YOUR INSTRUCTIONS = From the excerpt on Veto distillation, copy the passage starting at "The Veto objective, which" and ending at "the decisiveness control.".

-- EXCERPT start --

Veto builds a geometric bridge in logit space to stabilize on-policy distillation from teacher to student models.

A machine-rendered reading of the paper's core claim, the machinery that carries it, and where it could break.

The paper aims to solve training instabilities that arise when distilling knowledge from large language models directly onto student-generated outputs. Standard on-policy approaches either produce pathological gradients under forward KL or suffer diversity collapse under reverse KL because the gap between novice and expert is too wide. Veto instead constructs an intermediate target distribution geometrically inside the logit space, using a single tunable beta to create a controlled bridge. This reformulation suppresses harmful gradients on low-confidence tokens while letting the student align without collapsing variety. Experiments on reasoning and generation tasks show consistent gains over supervised fine-tuning and prior on-policy methods.

Core claim

Veto is an objective-level reformulation that constructs a geometric bridge in the logit space. By introducing a tunable parameter beta, Veto serves as an Adaptive Gradient Veto that stabilizes optimization by suppressing harmful gradients on low-confidence tokens, while simultaneously acting as a Decisiveness Knob to balance reward-driven performance with output diversity.

What carries the argument

The Veto objective, which creates an intermediate target distribution geometrically in logit space to bridge the distributional gap between student and teacher without mixing data samples.

If this is right

  • Pathological gradients from direct forward KL are suppressed by the veto on low-confidence tokens.
  • Diversity collapse typical of reverse KL regimes is avoided through the decisiveness control.
  • The same beta parameter simultaneously improves both reward alignment and output variety.
  • No sample mixing is required; the bridge operates entirely inside the logit space.
  • Outperformance holds across multiple reasoning and generation benchmarks without task-specific redesign.

Where Pith is reading between the lines

These are editorial extensions of the paper, not claims the author makes directly.

-- EXCERPT end --
-- SUPPLIED DATA start --

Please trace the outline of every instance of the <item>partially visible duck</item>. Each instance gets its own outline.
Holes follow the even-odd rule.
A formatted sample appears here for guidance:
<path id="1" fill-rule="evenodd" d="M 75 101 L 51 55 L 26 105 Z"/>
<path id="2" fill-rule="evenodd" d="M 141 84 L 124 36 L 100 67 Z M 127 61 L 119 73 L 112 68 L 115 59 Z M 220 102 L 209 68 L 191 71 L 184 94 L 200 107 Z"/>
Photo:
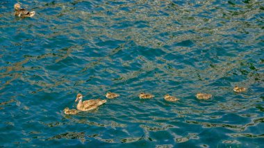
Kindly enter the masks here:
<path id="1" fill-rule="evenodd" d="M 26 9 L 20 8 L 19 3 L 14 5 L 15 15 L 20 17 L 33 17 L 35 15 L 35 11 L 27 11 Z"/>
<path id="2" fill-rule="evenodd" d="M 164 96 L 164 99 L 166 100 L 167 101 L 176 101 L 179 100 L 179 99 L 176 98 L 173 96 L 171 96 L 168 94 L 167 94 Z"/>
<path id="3" fill-rule="evenodd" d="M 114 98 L 116 98 L 116 97 L 119 97 L 120 95 L 119 94 L 117 94 L 117 93 L 114 93 L 114 92 L 108 92 L 106 94 L 106 97 L 108 98 L 108 99 L 114 99 Z"/>
<path id="4" fill-rule="evenodd" d="M 76 115 L 78 113 L 78 110 L 76 109 L 69 109 L 69 108 L 64 108 L 64 113 L 66 115 Z"/>
<path id="5" fill-rule="evenodd" d="M 105 99 L 90 99 L 83 101 L 83 95 L 78 94 L 75 101 L 78 101 L 77 110 L 80 111 L 88 111 L 98 108 L 106 102 Z"/>
<path id="6" fill-rule="evenodd" d="M 141 92 L 138 97 L 140 98 L 140 99 L 151 99 L 153 97 L 154 97 L 155 96 L 154 95 L 152 95 L 151 94 L 146 94 L 145 92 Z"/>
<path id="7" fill-rule="evenodd" d="M 198 92 L 196 94 L 196 97 L 199 99 L 208 99 L 212 97 L 212 94 Z"/>
<path id="8" fill-rule="evenodd" d="M 233 88 L 234 92 L 241 92 L 246 91 L 247 88 L 239 88 L 238 86 L 235 86 Z"/>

-- SUPPLIED DATA end --

SOLUTION =
The Veto objective, which creates an intermediate target distribution geometrically in logit space to bridge the distributional gap between student and teacher without mixing data samples.

If this is right

  • Pathological gradients from direct forward KL are suppressed by the veto on low-confidence tokens.
  • Diversity collapse typical of reverse KL regimes is avoided through the decisiveness control.